1. Introduction
Smooth communication in various daily situations is based on seeing
faces and hearing voices. In our department, we are carrying out research
on human communicative behavior utilizing psychological and engineering
approaches. In this article, I would like to introduce recent research
activities investigating human processing of the information received
from other people's faces and voices, and characteristics of perception/cognition
using that information.
2. Stillness and dynamics on faces
By paying even a little attention to faces and voices, you would easily
notice that our faces are always moving and also our voices are always
changing. However, the face itself has particular characteristics, whereby
even a single still photograph can deliver a variety of information
such as is this person male or female?, how old is
this person?, do I know this person? and if
so, who is it? etc. I can tell as a human vision researcher that
this system of human face perception is quite unique, since the system
can discriminate the pattern immediately only from slight differences
in basically the same static pattern of two eyes at the top, then
below the eyes are a nose and a mouth. Therefore, it may be no
exaggeration to say that the research field of faces has witnessed dramatic
development, specializing in information derived from static images.
In the past, these functions of human processing had been investigated
mainly with respect to identification of the person, facial
expressions, and attributes such as age using static
2D or 3D facial patterns. In contrast, our project is focused on the
human perception of facial movement.

==============================

What is asked
Write the next part of the article on how people perceive faces and voices, starting right after its last sentence.

==============================

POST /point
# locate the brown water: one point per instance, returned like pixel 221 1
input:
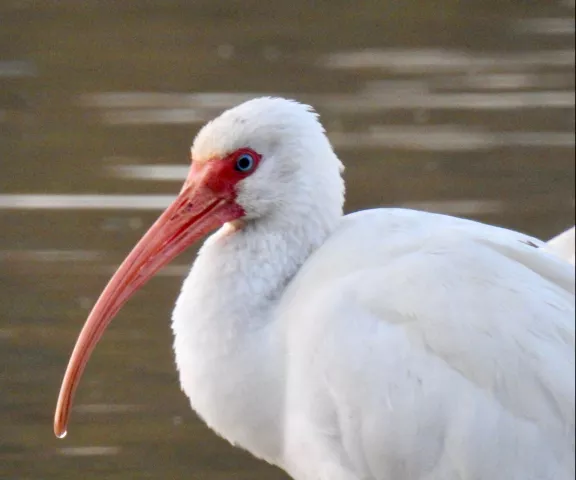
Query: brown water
pixel 450 106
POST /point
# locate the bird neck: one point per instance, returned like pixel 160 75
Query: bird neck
pixel 227 353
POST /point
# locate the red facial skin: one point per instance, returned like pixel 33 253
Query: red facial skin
pixel 207 201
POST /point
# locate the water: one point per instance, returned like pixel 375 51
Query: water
pixel 459 107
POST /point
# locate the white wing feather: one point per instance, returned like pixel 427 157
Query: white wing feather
pixel 459 363
pixel 563 245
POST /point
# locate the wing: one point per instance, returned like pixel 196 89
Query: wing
pixel 563 245
pixel 446 348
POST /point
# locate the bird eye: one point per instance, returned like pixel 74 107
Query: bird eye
pixel 245 163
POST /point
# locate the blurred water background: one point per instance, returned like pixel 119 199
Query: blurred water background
pixel 463 107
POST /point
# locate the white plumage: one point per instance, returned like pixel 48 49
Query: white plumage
pixel 563 245
pixel 384 345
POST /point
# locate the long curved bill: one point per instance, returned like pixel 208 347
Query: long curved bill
pixel 195 212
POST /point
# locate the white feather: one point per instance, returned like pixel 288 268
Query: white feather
pixel 386 344
pixel 563 245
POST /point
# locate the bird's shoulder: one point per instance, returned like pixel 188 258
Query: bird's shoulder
pixel 485 303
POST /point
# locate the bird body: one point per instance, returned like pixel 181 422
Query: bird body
pixel 563 245
pixel 470 350
pixel 385 344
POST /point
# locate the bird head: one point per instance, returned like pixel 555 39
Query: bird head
pixel 266 159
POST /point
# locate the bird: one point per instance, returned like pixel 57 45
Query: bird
pixel 563 245
pixel 382 344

==============================

Exercise output
As mentioned above, there is a broad range of information that can
be encoded from a single picture. However, there also exist cases where
dynamic information is necessary to facilitate such human functions
of processing, or it is necessary since static information cannot cover
an entire processing. For example, movement may be necessary to understand
what is being said, changes of expression, and
change of attention direction by eye-gaze. By focusing on
dynamic facial information, research progressed into the issue of matching
facial movement with our voice, another important source
of information received from faces.
3. Face and voice
Hearing the speech contents is one topic heavily focused
on in the research field of voice perception. The McGurk effect
clearly shows that seeing lip movement can affect voice perception [1].
For example, something magical happens in looking at a face saying /ga/
while hearing a voice saying /ba/ at the same time: it produces the
perception of a sound that is almost /da/. What we can understand from
this kind of illusion is that we perceive things not based on what we
see and what we hear individually but by integrating that information
multi-modally.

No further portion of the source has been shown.